*** Source text

Franco TerrazzanoAlberta’s finances are a mess. By the end of the year, Alberta will have the largest deficit in the province’s history coupled with a $100-billion debt tab. Almost like clockwork, some academics are recommending a provincial sales tax to pull the government out of its sea of red ink.

But the pseudo sales tax solution won’t balance the budget. It will, however, hurt many Alberta families and businesses already struggling to get by. And Premier Jason Kenney knows this.

When the feds brought in their sales tax in the early 1990s to help them with their budget woes Kenney rightly stated that “the GST’s greatest shortcoming has been its apparent failure to reduce the federal deficit.”

The federal government introduced the GST in its 1990 budget. But instead of tackling the deficit, the government hiked program spending from $103.5 billion in 1989 to $120 billion at the beginning of 1994. The deficit climbed from $30.5 billion before the GST was implemented to $42 billion after it came into effect.

The deficit was eliminated only after “Ottawa’s non-military spending was cut back more dramatically than at any time in our national history,” explains the Canadian Centre for Policy Alternatives.

We all know the adage that work expands to fill the available time. But for politicians, spending expands to meet the additional revenue. We’ve seen this play out in Alberta and that’s why a sales tax is a bad bet to balance the books.

From 2004 to the end of 2014, the Alberta government’s revenue increased by more than 50 per cent. Had the government merely increased spending at the pace of inflation and population growth, it would have run surpluses every year.

Instead, Alberta’s politicians spent like oil barons and ran six deficits.

On a practical note, a small PST wouldn’t balance Alberta’s budget. A general rule of thumb is that a PST would generate about $1 billion in government revenue for every one percentage point increase. So, to wipe out this year’s $24-billion deficit, Kenney would need to impose a 24 per cent PST. And even that wouldn’t balance the books as the crippling tax would send Albertans, and our tax dollars, fleeing for greener pastures.

******
*** Data listing

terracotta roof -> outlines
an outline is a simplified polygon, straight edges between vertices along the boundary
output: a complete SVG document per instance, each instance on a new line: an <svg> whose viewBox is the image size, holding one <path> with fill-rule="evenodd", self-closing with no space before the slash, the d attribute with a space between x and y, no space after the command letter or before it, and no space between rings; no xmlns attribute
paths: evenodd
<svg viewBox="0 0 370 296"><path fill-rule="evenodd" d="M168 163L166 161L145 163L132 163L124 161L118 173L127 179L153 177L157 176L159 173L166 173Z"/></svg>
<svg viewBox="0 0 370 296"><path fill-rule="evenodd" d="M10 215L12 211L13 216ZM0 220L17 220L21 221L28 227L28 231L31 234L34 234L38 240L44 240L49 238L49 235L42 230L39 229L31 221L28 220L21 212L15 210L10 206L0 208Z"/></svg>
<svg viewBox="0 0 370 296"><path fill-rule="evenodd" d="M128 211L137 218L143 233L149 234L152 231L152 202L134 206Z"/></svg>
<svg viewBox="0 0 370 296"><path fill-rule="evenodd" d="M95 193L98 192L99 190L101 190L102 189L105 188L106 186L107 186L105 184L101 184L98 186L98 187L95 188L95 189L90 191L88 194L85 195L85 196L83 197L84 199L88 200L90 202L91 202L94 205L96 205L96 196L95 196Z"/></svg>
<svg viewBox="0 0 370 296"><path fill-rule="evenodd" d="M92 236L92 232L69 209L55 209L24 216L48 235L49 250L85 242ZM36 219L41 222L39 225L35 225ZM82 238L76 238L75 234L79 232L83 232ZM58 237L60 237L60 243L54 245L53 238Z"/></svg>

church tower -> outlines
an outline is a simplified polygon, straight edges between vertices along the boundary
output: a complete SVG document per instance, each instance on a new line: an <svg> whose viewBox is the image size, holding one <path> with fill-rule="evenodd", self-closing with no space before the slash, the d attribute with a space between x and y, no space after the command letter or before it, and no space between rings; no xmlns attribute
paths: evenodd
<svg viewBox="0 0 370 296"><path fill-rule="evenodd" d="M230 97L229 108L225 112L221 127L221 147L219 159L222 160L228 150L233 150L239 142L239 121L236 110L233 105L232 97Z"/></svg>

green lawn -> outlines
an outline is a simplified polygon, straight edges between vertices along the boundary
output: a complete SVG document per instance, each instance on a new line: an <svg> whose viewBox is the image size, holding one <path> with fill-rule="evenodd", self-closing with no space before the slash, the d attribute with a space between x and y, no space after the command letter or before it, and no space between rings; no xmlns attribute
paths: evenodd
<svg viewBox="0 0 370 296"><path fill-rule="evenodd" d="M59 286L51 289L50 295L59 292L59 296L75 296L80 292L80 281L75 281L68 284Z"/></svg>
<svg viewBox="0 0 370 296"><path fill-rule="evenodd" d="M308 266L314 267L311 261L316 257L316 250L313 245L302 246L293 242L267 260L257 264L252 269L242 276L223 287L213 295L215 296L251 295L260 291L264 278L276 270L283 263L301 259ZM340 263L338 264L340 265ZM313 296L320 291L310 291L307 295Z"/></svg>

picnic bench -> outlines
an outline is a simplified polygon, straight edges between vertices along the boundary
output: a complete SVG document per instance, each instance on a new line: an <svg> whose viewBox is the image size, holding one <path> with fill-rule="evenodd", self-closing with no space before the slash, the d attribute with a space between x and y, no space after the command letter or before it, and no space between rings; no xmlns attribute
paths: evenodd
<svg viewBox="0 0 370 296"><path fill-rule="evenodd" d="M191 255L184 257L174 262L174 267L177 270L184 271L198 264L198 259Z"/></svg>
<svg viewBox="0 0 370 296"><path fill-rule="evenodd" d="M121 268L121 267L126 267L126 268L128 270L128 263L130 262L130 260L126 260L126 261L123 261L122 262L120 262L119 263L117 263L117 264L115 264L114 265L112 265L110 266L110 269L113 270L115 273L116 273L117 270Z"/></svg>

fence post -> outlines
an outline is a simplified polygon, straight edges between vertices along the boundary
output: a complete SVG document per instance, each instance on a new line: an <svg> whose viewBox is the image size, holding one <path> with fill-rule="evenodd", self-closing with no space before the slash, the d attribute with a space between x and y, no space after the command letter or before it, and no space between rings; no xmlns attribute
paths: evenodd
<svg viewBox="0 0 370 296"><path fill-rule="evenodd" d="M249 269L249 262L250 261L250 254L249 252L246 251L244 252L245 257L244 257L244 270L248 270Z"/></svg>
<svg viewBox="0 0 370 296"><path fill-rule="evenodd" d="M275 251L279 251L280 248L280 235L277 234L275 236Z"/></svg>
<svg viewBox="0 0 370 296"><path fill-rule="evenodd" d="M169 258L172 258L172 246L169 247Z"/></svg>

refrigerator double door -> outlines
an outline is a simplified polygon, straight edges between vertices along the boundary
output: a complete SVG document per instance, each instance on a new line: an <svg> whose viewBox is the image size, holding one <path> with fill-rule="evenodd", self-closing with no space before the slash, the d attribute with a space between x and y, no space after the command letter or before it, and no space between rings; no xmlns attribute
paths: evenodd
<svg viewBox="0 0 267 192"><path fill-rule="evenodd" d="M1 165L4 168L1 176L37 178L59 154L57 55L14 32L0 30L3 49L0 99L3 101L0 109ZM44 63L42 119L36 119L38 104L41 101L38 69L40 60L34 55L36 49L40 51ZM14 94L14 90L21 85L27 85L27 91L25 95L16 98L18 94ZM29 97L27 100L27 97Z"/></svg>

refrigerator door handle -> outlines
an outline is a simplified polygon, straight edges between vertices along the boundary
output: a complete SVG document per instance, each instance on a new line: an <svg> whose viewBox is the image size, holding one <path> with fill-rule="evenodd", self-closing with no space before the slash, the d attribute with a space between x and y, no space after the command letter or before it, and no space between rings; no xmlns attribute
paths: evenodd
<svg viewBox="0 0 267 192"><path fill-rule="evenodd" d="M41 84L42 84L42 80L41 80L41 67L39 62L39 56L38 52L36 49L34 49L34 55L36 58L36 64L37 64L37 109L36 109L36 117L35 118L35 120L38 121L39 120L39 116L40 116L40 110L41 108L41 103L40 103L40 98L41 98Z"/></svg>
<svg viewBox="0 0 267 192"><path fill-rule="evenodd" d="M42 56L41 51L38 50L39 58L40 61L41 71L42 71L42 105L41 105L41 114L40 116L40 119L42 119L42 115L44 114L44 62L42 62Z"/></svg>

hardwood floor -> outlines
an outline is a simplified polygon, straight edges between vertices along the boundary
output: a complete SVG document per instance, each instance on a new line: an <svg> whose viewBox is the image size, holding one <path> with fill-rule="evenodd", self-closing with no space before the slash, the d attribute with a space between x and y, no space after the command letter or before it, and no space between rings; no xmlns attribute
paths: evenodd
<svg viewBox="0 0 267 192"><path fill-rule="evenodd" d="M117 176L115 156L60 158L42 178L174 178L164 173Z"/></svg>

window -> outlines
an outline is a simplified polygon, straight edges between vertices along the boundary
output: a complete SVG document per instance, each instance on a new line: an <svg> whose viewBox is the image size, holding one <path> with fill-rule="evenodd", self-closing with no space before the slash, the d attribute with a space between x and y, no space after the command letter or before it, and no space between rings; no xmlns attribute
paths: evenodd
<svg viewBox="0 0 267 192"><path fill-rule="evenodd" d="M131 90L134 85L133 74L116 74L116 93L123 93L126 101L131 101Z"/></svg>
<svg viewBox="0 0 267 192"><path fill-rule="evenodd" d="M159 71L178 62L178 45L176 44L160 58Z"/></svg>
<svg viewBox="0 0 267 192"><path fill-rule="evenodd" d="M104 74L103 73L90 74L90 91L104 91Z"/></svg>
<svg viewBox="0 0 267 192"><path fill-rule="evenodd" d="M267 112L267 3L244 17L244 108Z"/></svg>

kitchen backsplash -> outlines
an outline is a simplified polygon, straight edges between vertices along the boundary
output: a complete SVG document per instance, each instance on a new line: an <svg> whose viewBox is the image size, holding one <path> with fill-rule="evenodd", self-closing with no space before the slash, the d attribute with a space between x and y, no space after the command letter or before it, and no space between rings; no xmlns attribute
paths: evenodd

******

--- Work task 1 ---
List every dollar amount that appears in the commentary on Alberta's finances, in the order it occurs.
--- Work task 2 ---
Pick up the commentary on Alberta's finances and a sales tax after its final sentence, and keep writing it.
The records can be set aside; they aren't needed here.

--- Expected output 1 ---
$100-billion, $103.5 billion, $120 billion, $30.5 billion, $42 billion, $1 billion, $24-billion

--- Expected output 2 ---
Even if we don’t consider the extra COVID-19 spending or the lower revenue due to the economic shutdown, the Alberta government would still have about a $7-billion structural deficit. That means a five per cent PST, which would match the federal GST, wouldn’t balance the budget either. Kenney would still have to cut $2 billion in spending.

That means Kenney and his United Conservative MLAs would have to wage two wars, one with struggling taxpayers and the other with government union bosses that seem intent on fighting even the most minor spending reductions.

The five per cent PST would cost about $1,100 per Albertan every year. Imagine politicians knocking on doors trying to convince jobless Albertans that they should pay thousands of dollars through a sales tax, which wouldn’t even balance the budget. This is why politicians from both sides of the aisle have rejected a PST.

So how can Kenney tackle Alberta’s budget woes?

If Alberta matched British Columbia’s per person spending, the government would spend $15 billion less every year. In contrast, even during the pre-COVID downturn of 2015-2018, the Alberta government brought in more revenue per person than B.C. did on average. Between 2012 and 2014, the Alberta government brought in more than $2,000 more per person than the B.C. government on average, which translates to nearly $9 billion more annually.

Kenney must fix our problem by putting an end to more than a decade of overspending, not increasing taxes.

Franco Terrazzano is the Alberta Director of the Canadian Taxpayers Federation.